_SET TASKS_:
**a)** Rewrite the paragraph of the running post that begins "Pretty much from here on out" in a shorter form, keeping its main facts.
**b)** List every encouraging saying that, according to the running post, everyone keeps telling the writer.
**c)** Continue the running post, starting after its last paragraph.

_EXTRACT_:
☆ ☆ ☆ ☆ ☆ ☆ ☆

- Running in 102-degree temperatures is like running in a sauna. Or in hell.
- Nuun hydration tablets taste like alka-seltzer in plain water, but mixed with flavored sparkling water, they’re manna from heaven.
- There are 126 steps between fire hydrants in the neighborhood where we do our training runs.
- I really need to quit stopping my watch at the last water break. Twice now, I’ve forgotten to restart it.
- Running through sprinklers is quite refreshing. Standing in the sprinkler gets you weird looks from passerby.
Pretty much from here on out, each week’s long run will bring a new personal best. When I started July 7, I could slog through a slow 5K. Last week I ran five miles, this week six. But because I’m more of a glass-half-empty kind of girl, I just keep thinking I’m not even halfway to my goal of 13.1. I tend to focus on (and become overwhelmed by) what I still have left to do instead of how far I’ve come.
I mean, for the first time ever, I ran six miles. In a row. Yes I stopped three times for water and walked three short hilly sections. But I ran the rest. That’s pretty great, right? Yet all I can think about is that I’m so slow it took me a mile to overtake a couple walking their dogs. Hell, on last week’s five mile out-and-back run, I was still on the way out when I passed a woman already heading back. She was 38 weeks pregnant.
Everyone keeps telling me “You’re out there doing it,” “Run your race, not anyone else’s,” and “You’re lapping everyone on the couch.” While that’s all true, if I set out to do something, I want to kick ass at it. I definitely don’t kick ass at this.
I’ve also been known to get caught up in what might happen and forget to enjoy the here and now. Instead of recognizing “Yay I did six!” I’m looking at next week’s schedule and thinking “Oh shit, next week I have to do seven!”

☆ ☆ ☆ ☆ ☆ ☆ ☆

Photo-based point labeling data
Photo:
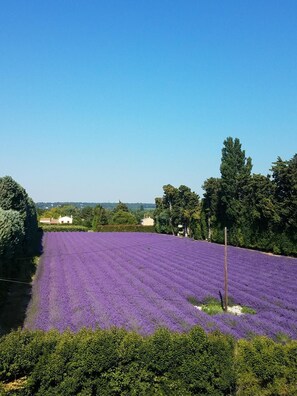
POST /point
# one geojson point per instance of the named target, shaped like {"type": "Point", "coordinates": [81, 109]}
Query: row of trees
{"type": "Point", "coordinates": [259, 211]}
{"type": "Point", "coordinates": [94, 217]}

☆ ☆ ☆ ☆ ☆ ☆ ☆

_SET OF ANSWERS_:
**a)** From now on, every weekly long run will set a new personal best. I started on July 7 barely able to slog through a slow 5K, then ran five miles last week and six this week. Being a glass-half-empty person, though, I dwell on being less than halfway to my 13.1-mile goal and get overwhelmed by what remains instead of seeing how far I've come.

**b)**
- "You're out there doing it"
- "Run your race, not anyone else's"
- "You're lapping everyone on the couch"

**c)**
So here’s an addendum to my goal: I signed up for the race, but it’s the three months of effort, sweat, and probably some tears that will get me there. Every week brings something to celebrate. In the immortal words of Ferris Bueller, “Life moves pretty fast sometimes. You don’t stop and look around once in a while, you could miss it.” Carpe diem.
I was supposed to run three miles today, but after crashing and burning last time, I went for nearly four just to prove that I could do it. I even outran my “Wait Wait Don’t Tell Me” podcast.
Let me tell you, listening to WWDTM is great for keeping my mind occupied as I loop around and around my neighborhood. But people look at me weirdly when I shout out answers to Lightning Fill in the Blank: “Jeremy Lin! Pole dancing! Call Me Maybe! Yahoo!”
One time, author Jack Gantos was the celebrity guest on Not My Job. He told a hysterical story about smuggling hashish from Florida to New York City and toting it around in a shopping cart, then, surprisingly, getting busted. He started writing while in prison (which he said really wasn’t much different from his previous residence–a college dorm) and hit the big time with young adult literature while still on parole. I was laughing so hard I could barely maintain upright forward motion.
Every episode is like that. Sometimes they get Rob Reiner or Bill Clinton to play. Others, it’s the White House chef, a teenage fashion blogger, or that guy from The Decemberists. Henry Winkler was on once, and I almost fell off the treadmill when the answer to all three of his questions was “Ayyyyyyyy.”
Someday I want Carl Kasell to record the greeting on my voice mail, preferably in limerick form. In the meantime, once a week I’ll run more erratically than usual, shouting things like “Underwear! Penguins! Fukushima!” and occasionally spitting out my water. My lemon-RHYME water, that is.
I have a silver ring I wear when I run. It reminds me that when things suck, suck it up.
Remember my goal?
Finish and not die.
I came perilously close to screwing that one up today.
It was nearly 100 degrees at 7 P.M. when my training group took off for a four-mile run. About a mile into it, I started thinking maybe it was not going to go well. The sun was still brutally hot and there wasn’t a lot of shade. I drank a lot of water but after another half-mile or so, I started to feel kind of dizzy. I walked. My coach was waiting at the turnaround with a cold water cooler and that helped some–I was able to run almost the last mile back. Very slowly, and not in a completely straight line. I wondered if passers-by thought maybe I was drunk. But I made it back, albeit in pretty sad shape.
I didn’t die. Goal (barely) achieved. Persevere.
…before I actually started training. In July. In Texas.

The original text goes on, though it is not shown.